BRIEF:
Please return the passage of the email from "在 2026/4/16 11:01, yangerkun" to "merge it in?", copied word for word.

SELECTION:
— Start —

From: yangerkun <yangerkun@huawei.com>
To: Jeff Layton <jlayton@kernel.org>, <trondmy@kernel.org>,
<anna@kernel.org>, <chuck.lever@oracle.com>
Cc: <linux-nfs@vger.kernel.org>, <linux-kernel@vger.kernel.org>,
<yangerkun@huaweicloud.com>, <lilingfeng3@huawei.com>,
<zhangjian496@h-partners.com>, <yi.zhang@huawei.com>
Subject: Re: [RFC PATCH] nfs: use nfsi->rwsem to protect traversal of the file lock list
Date: Fri, 8 May 2026 16:33:30 +0800 [thread overview]
Message-ID: <403e3267-70ef-4fb3-9700-0a14d28abc4c@huawei.com> (raw)
In-Reply-To: <163aebb3-4233-4aaa-872c-c36aa3fcb3af@huawei.com>
Gently ping...
在 2026/4/16 11:01, yangerkun 写道:
> Hi Anna and Trond,
>
> Could you please help check if there are any issues with this patch, and
> if there are none, could you help merge it in?
>
> Thanks,
> Erkun.

— End —

Dataset rows showing where objects appear
— Start —

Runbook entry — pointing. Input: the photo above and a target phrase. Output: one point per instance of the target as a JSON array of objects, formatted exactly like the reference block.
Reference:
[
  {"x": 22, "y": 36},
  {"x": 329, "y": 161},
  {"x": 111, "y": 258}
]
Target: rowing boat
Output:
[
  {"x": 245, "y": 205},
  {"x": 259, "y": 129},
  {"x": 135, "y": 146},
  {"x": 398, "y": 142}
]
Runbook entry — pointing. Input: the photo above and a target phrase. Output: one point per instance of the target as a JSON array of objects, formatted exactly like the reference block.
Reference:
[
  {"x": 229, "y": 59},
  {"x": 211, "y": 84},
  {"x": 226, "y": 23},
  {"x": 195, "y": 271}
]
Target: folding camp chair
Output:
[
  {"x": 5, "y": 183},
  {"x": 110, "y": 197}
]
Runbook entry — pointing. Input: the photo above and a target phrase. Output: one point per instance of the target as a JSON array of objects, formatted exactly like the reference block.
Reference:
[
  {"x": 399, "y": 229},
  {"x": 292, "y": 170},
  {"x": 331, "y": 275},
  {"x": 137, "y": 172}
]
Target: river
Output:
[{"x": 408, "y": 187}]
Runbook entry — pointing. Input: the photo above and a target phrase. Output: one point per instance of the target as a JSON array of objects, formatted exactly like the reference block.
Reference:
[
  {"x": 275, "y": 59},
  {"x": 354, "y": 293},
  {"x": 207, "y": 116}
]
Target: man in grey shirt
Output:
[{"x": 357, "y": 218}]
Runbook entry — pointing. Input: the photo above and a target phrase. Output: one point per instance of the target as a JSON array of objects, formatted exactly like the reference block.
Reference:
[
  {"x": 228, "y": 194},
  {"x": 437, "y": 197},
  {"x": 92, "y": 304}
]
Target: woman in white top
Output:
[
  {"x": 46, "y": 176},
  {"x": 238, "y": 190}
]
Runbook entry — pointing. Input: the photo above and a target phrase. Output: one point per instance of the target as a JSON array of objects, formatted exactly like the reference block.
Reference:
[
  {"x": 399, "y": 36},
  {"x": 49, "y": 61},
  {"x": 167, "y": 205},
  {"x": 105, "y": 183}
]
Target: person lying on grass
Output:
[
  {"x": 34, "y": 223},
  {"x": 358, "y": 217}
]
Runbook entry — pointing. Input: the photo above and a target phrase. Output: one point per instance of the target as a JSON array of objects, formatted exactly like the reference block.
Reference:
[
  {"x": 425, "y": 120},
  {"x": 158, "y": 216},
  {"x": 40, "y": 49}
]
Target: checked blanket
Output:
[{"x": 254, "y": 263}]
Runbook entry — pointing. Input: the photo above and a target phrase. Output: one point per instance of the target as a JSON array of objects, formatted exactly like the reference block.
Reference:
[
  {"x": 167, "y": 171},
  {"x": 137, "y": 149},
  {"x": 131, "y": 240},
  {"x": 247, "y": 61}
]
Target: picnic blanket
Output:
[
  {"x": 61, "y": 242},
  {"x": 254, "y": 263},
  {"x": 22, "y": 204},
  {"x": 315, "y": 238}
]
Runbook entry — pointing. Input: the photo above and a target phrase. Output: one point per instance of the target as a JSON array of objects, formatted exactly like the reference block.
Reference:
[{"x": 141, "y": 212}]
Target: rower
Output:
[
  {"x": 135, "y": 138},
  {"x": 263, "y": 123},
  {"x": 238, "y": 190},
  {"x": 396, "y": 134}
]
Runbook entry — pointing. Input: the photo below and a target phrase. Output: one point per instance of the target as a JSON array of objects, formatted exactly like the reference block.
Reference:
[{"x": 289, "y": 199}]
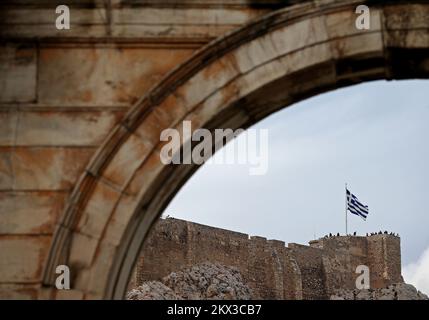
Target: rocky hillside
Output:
[{"x": 203, "y": 281}]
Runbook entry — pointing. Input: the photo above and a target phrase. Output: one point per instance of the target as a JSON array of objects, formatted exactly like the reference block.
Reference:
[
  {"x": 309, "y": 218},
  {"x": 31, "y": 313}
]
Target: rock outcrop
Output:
[
  {"x": 400, "y": 291},
  {"x": 203, "y": 281}
]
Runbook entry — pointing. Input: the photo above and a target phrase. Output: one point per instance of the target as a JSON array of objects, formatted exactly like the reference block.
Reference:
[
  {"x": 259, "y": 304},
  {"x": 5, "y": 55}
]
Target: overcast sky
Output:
[{"x": 374, "y": 136}]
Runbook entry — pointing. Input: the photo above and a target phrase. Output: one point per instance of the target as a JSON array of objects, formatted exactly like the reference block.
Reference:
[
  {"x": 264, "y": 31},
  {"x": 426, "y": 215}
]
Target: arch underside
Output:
[{"x": 280, "y": 59}]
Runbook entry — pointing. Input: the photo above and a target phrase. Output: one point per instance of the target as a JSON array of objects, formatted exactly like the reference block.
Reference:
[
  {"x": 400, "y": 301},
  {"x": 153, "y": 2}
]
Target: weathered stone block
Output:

— End —

RESPONSE:
在 2026/4/16 11:01, yangerkun 写道:
> Hi Anna and Trond,
>
> Could you please help check if there are any issues with this patch, and
> if there are none, could you help merge it in?